# 依頼文
次の項目をすべて、一字一句変えずに書き写せ。
╔══
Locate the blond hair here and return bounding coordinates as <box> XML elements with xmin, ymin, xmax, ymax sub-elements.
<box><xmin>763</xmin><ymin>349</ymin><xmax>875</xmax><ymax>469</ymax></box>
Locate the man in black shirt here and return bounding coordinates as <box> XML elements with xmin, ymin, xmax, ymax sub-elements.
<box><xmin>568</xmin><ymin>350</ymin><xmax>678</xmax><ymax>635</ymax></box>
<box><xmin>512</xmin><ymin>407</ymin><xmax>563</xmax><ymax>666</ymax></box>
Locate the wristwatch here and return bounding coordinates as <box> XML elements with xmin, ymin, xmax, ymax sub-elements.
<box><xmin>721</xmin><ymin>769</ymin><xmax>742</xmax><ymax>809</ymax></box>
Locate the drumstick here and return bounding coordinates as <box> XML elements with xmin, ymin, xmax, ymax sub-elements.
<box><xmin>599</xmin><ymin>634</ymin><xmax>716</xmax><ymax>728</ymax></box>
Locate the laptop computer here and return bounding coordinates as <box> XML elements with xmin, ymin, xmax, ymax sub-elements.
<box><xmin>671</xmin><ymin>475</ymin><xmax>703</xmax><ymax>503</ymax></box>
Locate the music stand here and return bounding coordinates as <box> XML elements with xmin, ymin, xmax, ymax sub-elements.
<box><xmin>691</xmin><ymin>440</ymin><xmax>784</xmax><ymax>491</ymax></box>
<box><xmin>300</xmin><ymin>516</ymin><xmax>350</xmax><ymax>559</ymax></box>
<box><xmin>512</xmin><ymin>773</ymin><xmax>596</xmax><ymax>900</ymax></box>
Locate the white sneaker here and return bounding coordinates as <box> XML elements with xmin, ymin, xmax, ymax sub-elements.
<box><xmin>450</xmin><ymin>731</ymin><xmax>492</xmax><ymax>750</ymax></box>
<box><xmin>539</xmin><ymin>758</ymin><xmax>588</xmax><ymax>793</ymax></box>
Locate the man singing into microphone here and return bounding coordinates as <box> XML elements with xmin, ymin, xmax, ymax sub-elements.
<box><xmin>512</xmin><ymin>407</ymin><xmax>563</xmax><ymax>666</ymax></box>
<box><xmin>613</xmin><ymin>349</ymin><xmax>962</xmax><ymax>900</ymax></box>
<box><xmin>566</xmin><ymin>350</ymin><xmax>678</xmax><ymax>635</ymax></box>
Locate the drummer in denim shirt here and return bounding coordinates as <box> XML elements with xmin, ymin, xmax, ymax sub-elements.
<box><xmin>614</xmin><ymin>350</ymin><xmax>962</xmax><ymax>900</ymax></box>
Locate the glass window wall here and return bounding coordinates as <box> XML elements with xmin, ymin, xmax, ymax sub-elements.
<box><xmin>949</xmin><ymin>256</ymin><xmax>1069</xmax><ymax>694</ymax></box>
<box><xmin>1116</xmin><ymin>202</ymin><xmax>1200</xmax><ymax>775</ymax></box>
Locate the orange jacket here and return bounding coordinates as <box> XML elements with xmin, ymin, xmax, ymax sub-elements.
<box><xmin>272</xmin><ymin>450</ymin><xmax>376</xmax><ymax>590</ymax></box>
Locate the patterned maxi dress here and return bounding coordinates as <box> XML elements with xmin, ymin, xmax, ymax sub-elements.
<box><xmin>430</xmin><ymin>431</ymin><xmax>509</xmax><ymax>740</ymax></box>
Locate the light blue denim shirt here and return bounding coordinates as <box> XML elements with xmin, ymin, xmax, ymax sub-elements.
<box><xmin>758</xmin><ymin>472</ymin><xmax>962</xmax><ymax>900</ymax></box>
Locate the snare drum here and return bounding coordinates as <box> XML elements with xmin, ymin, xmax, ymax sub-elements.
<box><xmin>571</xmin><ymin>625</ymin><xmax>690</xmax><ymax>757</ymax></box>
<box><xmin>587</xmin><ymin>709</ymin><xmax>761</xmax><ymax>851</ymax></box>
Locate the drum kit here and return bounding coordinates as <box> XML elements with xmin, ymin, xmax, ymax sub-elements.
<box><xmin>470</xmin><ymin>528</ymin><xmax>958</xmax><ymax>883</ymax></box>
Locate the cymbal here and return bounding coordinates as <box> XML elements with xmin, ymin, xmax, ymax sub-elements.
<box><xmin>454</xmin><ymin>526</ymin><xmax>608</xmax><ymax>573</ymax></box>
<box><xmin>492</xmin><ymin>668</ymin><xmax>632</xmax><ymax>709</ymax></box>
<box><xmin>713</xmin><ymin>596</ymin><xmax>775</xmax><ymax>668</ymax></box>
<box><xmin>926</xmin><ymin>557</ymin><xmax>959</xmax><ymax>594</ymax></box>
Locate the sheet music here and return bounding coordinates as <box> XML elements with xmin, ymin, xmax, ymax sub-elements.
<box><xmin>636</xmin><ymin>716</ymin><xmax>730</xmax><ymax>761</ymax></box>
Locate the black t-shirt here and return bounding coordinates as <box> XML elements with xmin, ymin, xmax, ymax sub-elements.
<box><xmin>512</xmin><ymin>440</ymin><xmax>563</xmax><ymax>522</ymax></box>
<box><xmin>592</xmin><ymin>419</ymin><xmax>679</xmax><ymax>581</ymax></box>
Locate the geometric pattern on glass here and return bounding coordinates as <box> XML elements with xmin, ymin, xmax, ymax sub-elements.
╚══
# 作業結果
Locate the blond hair here and return bounding coordinates as <box> XML elements with xmin, ymin, xmax, ymax sub-elements.
<box><xmin>763</xmin><ymin>349</ymin><xmax>875</xmax><ymax>469</ymax></box>
Locate the man in black shirt here and return bounding coordinates as <box> XML elements with xmin, ymin, xmax, ymax sub-elements.
<box><xmin>568</xmin><ymin>350</ymin><xmax>678</xmax><ymax>635</ymax></box>
<box><xmin>512</xmin><ymin>407</ymin><xmax>563</xmax><ymax>666</ymax></box>
Locate the wristwatch here and return bounding coordinates as <box> XML elements with xmin, ymin, xmax, ymax sub-elements.
<box><xmin>721</xmin><ymin>769</ymin><xmax>742</xmax><ymax>809</ymax></box>
Locate the drumstick here and return bounding coordinates as <box> XML elements with xmin, ymin, xmax, ymax sub-elements.
<box><xmin>599</xmin><ymin>634</ymin><xmax>716</xmax><ymax>728</ymax></box>
Locate the laptop computer here and return bounding coordinates as <box> XML elements with xmin, ymin, xmax, ymax sub-elements.
<box><xmin>671</xmin><ymin>475</ymin><xmax>703</xmax><ymax>503</ymax></box>
Locate the music stand here and return bounding coordinates as <box> XML elements with xmin, ymin, xmax, ymax sub-elements.
<box><xmin>691</xmin><ymin>440</ymin><xmax>784</xmax><ymax>491</ymax></box>
<box><xmin>300</xmin><ymin>516</ymin><xmax>350</xmax><ymax>559</ymax></box>
<box><xmin>512</xmin><ymin>773</ymin><xmax>596</xmax><ymax>900</ymax></box>
Locate the white sneaker here and return bounding coordinates as <box> XML elements with xmin, ymin, xmax, ymax sub-elements.
<box><xmin>450</xmin><ymin>731</ymin><xmax>492</xmax><ymax>750</ymax></box>
<box><xmin>539</xmin><ymin>758</ymin><xmax>588</xmax><ymax>793</ymax></box>
Locate the man singing into microphone here and return bounding coordinates as <box> XML elements with xmin, ymin, xmax, ymax sub-elements.
<box><xmin>512</xmin><ymin>407</ymin><xmax>563</xmax><ymax>666</ymax></box>
<box><xmin>613</xmin><ymin>349</ymin><xmax>962</xmax><ymax>900</ymax></box>
<box><xmin>566</xmin><ymin>350</ymin><xmax>678</xmax><ymax>635</ymax></box>
Locate the drummer in denim shirt here and return bounding coordinates as <box> XML elements with xmin, ymin, xmax, ymax sub-elements.
<box><xmin>614</xmin><ymin>350</ymin><xmax>962</xmax><ymax>900</ymax></box>
Locate the glass window wall here and return bounding coordinates as <box> XML elements with xmin, ymin, xmax, ymax sub-elements.
<box><xmin>949</xmin><ymin>256</ymin><xmax>1069</xmax><ymax>694</ymax></box>
<box><xmin>1116</xmin><ymin>202</ymin><xmax>1200</xmax><ymax>775</ymax></box>
Locate the orange jacket here and return bounding coordinates as <box> XML elements with xmin, ymin, xmax, ymax sub-elements.
<box><xmin>272</xmin><ymin>450</ymin><xmax>376</xmax><ymax>590</ymax></box>
Locate the patterned maxi dress here and return bounding coordinates as <box> XML elements with xmin, ymin, xmax, ymax sub-elements.
<box><xmin>430</xmin><ymin>431</ymin><xmax>509</xmax><ymax>740</ymax></box>
Locate the light blue denim shirt here and return bounding coordinates as <box> XML elements with xmin, ymin, xmax, ymax sub-elements.
<box><xmin>758</xmin><ymin>472</ymin><xmax>962</xmax><ymax>900</ymax></box>
Locate the snare drum here and return bounding coordinates as <box> XML elements with xmin, ymin, xmax, ymax sub-elements.
<box><xmin>571</xmin><ymin>625</ymin><xmax>690</xmax><ymax>757</ymax></box>
<box><xmin>587</xmin><ymin>709</ymin><xmax>761</xmax><ymax>851</ymax></box>
Locate the drum kit here and return bounding coordinates as <box> XML elements with xmin, ymin, xmax, ymax sub-elements.
<box><xmin>470</xmin><ymin>528</ymin><xmax>958</xmax><ymax>883</ymax></box>
Locate the cymbal here and return bounding coordinates as <box> XML elements with xmin, ymin, xmax, ymax sub-elements.
<box><xmin>454</xmin><ymin>526</ymin><xmax>608</xmax><ymax>573</ymax></box>
<box><xmin>492</xmin><ymin>668</ymin><xmax>632</xmax><ymax>709</ymax></box>
<box><xmin>713</xmin><ymin>596</ymin><xmax>775</xmax><ymax>668</ymax></box>
<box><xmin>926</xmin><ymin>557</ymin><xmax>959</xmax><ymax>594</ymax></box>
Locate the sheet music here and return bounding coordinates as <box> XML elements with xmin, ymin, xmax, ymax sub-elements.
<box><xmin>636</xmin><ymin>716</ymin><xmax>730</xmax><ymax>761</ymax></box>
Locate the black t-shirt here and return bounding coordinates as <box> XML elements with xmin, ymin, xmax, ymax sub-elements.
<box><xmin>512</xmin><ymin>440</ymin><xmax>563</xmax><ymax>522</ymax></box>
<box><xmin>592</xmin><ymin>419</ymin><xmax>679</xmax><ymax>581</ymax></box>
Locate the geometric pattern on glass here and return bounding coordinates as <box> XML elements with xmin, ymin, xmax, ymax sub-elements.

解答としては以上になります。